TASK DIRECTIONS.
Answer these questions from the Yankees commentary below:
(a) How many of the first Orioles batters Severino faced on Sunday night scored?
(b) On what date was the earlier game in which Kremer struck out 10 at Yankee Stadium?
(c) How many strikeouts did Griffin Canning record against the Yankees in Anaheim?

PAGE TEXT.
● ● ● ●

The Yankees went to Baltimore needing to win series and stack wins. Instead, they leave Baltimore having dropped another series and remain in last place in the AL East and out of a playoff spot.
Here are 10 thoughts on the Yankees.
1. I didn’t know what to expect from Luis Severino on Sunday night. I had a fear he wouldn’t be good because he has been mostly not good this season. But I hoped for the best and braced myself for the worst.
Well, maybe I didn’t exactly brace myself for the worst because for as bad as Severino has mostly been this season, what unfolded in the first inning isn’t one of the scenarios I visualized taking place: single, single, double, double, walk, home run to open the game. The first six Orioles Severino faced all scored. The Yankees trailed 6-0 before they could record an out, and just like that, the game was over.
2. I knew what to expect from Dean Kremer: a few runs at best and a lot of strikeouts. It was just over three weeks ago that Kremer went to Yankee Stadium and struck out 10 in seven innings of one-run ball. The Yankees had won the first two games of that four-game series, and Orioles legend and broadcaster Jim Palmer told Michael Kay on the day of that July 5 game that it was the biggest game of the season for the Orioles to prevent a second-half tailspin. Kremer stepped up, shut down the Aaron Judge-less Yankees and the Orioles went on an eight-game winning streak that eventually led to them taking over first place in the AL East.
With Kremer once again facing a Judge-less Yankees lineup, Sunday’s offensive performance wasn’t just expected, it was inevitable.
3. Kremer struck out seven Yankees and the Orioles bullpen struck out another 11. In an immensely important game, Aaron Boone sat Judge and gave the finally-heating-up DJ LeMahieu the night off and the rest of the Yankees struck out 18 times.
“Outside of the strikeouts, I thought at-bats were building off of last night,” Boone said. “I thought we grinded out really well.”
Outside of the team striking out for 18 of their 27 outs, Boone thought the offense did a good job grinding out at-bats. There’s no end for how far this idiot will will go to spin something into a positive.
“We made it really tough on Kremer,” Boone said.
Two weeks ago, the Yankees were shut down by Griffin Canning in Anaheim as Canning recorded a career-high 12 strikeouts. What did Boone say about his offense that night? “At least we made Canning work hard to do it.”

● ● ● ●

DATA EXCERPT.

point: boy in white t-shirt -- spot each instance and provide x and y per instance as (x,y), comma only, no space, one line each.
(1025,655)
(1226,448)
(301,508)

● ● ● ●

COMPLETED EXERCISE.
(a) Six
(b) July 5
(c) 12, a career high